(DADOS DO EXERCÍCIO)

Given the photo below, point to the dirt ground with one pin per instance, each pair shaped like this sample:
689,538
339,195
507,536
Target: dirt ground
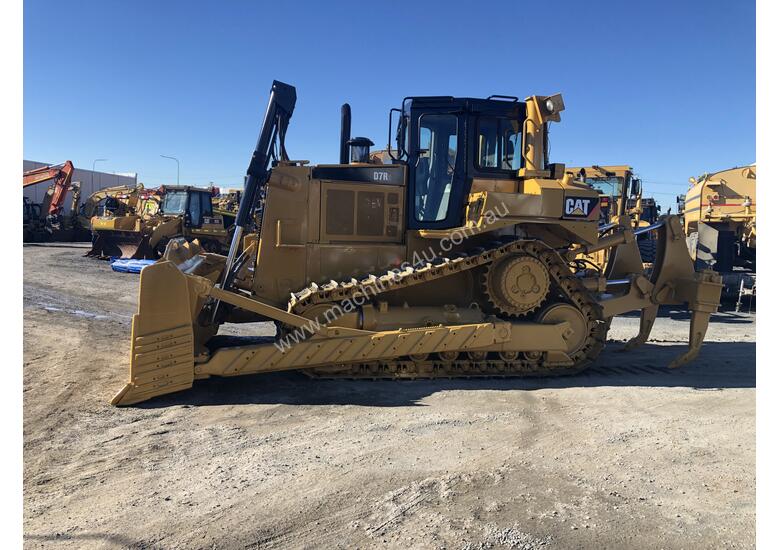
627,454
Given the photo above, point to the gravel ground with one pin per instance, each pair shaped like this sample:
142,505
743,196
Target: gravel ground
627,454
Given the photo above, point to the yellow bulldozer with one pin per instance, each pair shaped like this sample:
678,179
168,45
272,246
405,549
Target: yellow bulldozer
458,259
719,212
154,219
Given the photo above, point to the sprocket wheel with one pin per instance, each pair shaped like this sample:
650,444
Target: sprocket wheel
516,285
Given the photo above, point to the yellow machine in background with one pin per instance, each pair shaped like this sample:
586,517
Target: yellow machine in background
458,258
153,219
720,225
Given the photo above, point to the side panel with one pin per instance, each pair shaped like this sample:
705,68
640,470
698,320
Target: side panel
281,254
361,212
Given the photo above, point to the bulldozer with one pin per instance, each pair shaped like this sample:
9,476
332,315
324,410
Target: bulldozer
719,212
620,194
458,259
176,212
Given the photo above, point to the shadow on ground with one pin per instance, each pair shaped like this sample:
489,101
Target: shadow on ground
720,365
727,317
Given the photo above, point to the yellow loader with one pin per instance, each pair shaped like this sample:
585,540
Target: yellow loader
170,213
457,259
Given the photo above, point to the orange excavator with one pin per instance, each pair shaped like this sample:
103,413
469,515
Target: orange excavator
44,221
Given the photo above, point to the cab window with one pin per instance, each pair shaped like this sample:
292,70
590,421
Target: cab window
435,167
500,143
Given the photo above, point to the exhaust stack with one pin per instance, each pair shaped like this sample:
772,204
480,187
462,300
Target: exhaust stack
346,131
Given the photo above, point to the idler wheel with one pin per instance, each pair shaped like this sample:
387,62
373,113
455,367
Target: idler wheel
577,333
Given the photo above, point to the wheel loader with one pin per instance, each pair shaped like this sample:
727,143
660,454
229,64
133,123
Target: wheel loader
458,259
719,212
620,193
177,212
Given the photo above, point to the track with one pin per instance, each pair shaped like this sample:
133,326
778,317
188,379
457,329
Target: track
564,284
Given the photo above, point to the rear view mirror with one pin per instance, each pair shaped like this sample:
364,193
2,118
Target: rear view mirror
636,187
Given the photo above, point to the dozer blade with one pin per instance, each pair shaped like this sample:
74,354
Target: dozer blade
164,358
162,342
673,281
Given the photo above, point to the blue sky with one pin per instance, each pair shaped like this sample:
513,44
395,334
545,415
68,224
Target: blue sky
668,87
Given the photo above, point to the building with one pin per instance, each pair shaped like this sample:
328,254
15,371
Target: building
90,182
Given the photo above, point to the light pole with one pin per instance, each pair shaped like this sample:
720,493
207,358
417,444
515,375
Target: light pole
93,173
177,166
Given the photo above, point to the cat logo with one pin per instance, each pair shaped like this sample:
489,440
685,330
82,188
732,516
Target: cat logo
578,207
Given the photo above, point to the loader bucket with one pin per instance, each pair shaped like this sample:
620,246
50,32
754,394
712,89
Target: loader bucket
121,244
162,354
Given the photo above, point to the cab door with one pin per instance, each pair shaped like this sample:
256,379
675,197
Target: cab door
436,170
198,206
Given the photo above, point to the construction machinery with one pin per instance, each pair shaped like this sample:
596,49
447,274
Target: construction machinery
156,218
720,226
620,194
458,259
46,221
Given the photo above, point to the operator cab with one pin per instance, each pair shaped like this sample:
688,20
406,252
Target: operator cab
193,204
447,142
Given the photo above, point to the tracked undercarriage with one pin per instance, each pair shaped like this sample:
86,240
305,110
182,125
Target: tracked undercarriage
504,291
555,289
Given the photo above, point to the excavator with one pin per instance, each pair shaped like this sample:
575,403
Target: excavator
45,221
457,259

(OBJETIVO DA TAREFA)
Você pode repetir todo o material acima, linha por linha e sem nenhuma alteração, deixando as imagens de fora?

(RESPOSTA DA TAREFA)
Given the photo below, point to the dirt ground with one pin per instance, each pair shaped like this sample:
689,538
339,195
507,536
Target: dirt ground
627,454
Given the photo above, point to the gravel ground with one pin per instance, each pair shaped like this sample:
142,505
743,196
Target: gravel ground
627,454
Given the photo above, point to the yellow bulldozer with one pin per instance, each pair shaped like this sample:
678,179
168,45
272,246
405,549
Target: yellow bulldozer
458,259
719,212
154,219
Given the photo above, point to the sprocket wheel with one pin per instance, each pair shaped like this sample:
650,444
Target: sprocket wheel
516,285
Given the photo above, point to the yellow machine in background with one pin per instance, each pair shaped like this sample:
586,517
Target: yellow machine in background
458,258
153,219
720,225
Given the photo above, point to the side panel with one pin per instance, each pair shaped like this sample:
705,68
640,470
698,320
Target: side panel
281,254
361,212
Given the photo above, point to the bulldozer with one pin per instance, each pair shaped like this sample:
9,476
332,315
324,410
Target: bulldozer
719,212
620,194
458,259
176,212
Given the photo above, point to the shadow on ground with one pin per instance, each pair shaped like this sample:
489,101
Target: shadow on ground
720,365
727,317
Given the photo above, point to the yellow loader with one pin per instance, each pair shaped like this sample:
585,540
Target: yellow loader
170,213
457,259
Given the photo above, point to the orange excavator with one pin per instance, each pair shaped like this sample:
103,413
469,515
Target: orange excavator
44,221
Given the photo above, point to the cab window with one pin per instance, each pair shaped like this sample:
292,70
590,421
Target: cab window
435,167
500,143
Given the photo above, point to the exhaust stack with one pin per instance, each pair shaped like this sample:
772,204
480,187
462,300
Target: exhaust stack
346,131
Given the photo above, point to the idler wheel with one pin per instance, each pair shaped like this sample:
387,62
373,113
455,367
Target: idler wheel
577,333
Given the photo above, point to the wheel loader with one pin per instance, each pair shaped like this sample:
727,143
660,454
229,64
133,123
Target: wheel loader
458,259
719,212
620,193
177,212
Given the photo above, point to the track with one pin per instance, each pair shaped like this sample:
133,326
778,317
188,379
457,329
Target: track
564,284
Given the photo above, point to the rear view mirror with one pin per instance, each pair shaped like this sample:
364,193
2,118
Target: rear view mirror
636,187
Given the photo above, point to the dozer blade with one pin per instance, each pair shaped like this sample:
74,354
Target: dozer blade
164,358
162,342
673,281
Given the photo above, point to the blue sky with one pin per instance, each pair shaped like this sample:
513,44
395,334
545,415
68,224
Target: blue sky
668,87
Given the photo above, point to the building with one pin per instance, each pair shaped like this sample:
328,254
15,371
Target: building
90,182
Given the photo above, point to the light pole with one pin per instance, each pair shaped like this sample:
720,493
207,358
417,444
515,375
Target: light pole
93,173
177,166
Given the photo above, point to the cat logo with one pin per instance, each pair shaped like this sample:
489,440
685,330
82,188
732,516
Target: cat logo
578,207
Given the photo above, point to the loader bucket with one pin per instance, each pair shaped like this sample:
620,246
50,32
754,394
712,89
Target: loader bucket
121,244
162,354
Given the photo above, point to the cab door with one pin per instance, each pair shaped like this sample:
256,379
675,197
Target: cab door
436,170
198,206
Given the photo above, point to the construction machinery with one pin per instance, each pair shaped like this sample:
596,49
447,274
Target: construction machinery
156,218
720,226
620,194
458,259
46,221
Given the photo above, point to the operator cab with one pin per instance, each pair shaped like this sample:
688,20
406,252
Target: operator cab
193,204
447,142
Given the photo above, point to the tracked undercarriage with one pin per instance, each pair shaped like this sample:
86,240
305,110
182,125
Target: tracked undercarriage
504,291
555,289
Given the photo above, point to the excavator with one pin per instance, each pair shaped like this sample:
575,403
Target: excavator
45,221
457,259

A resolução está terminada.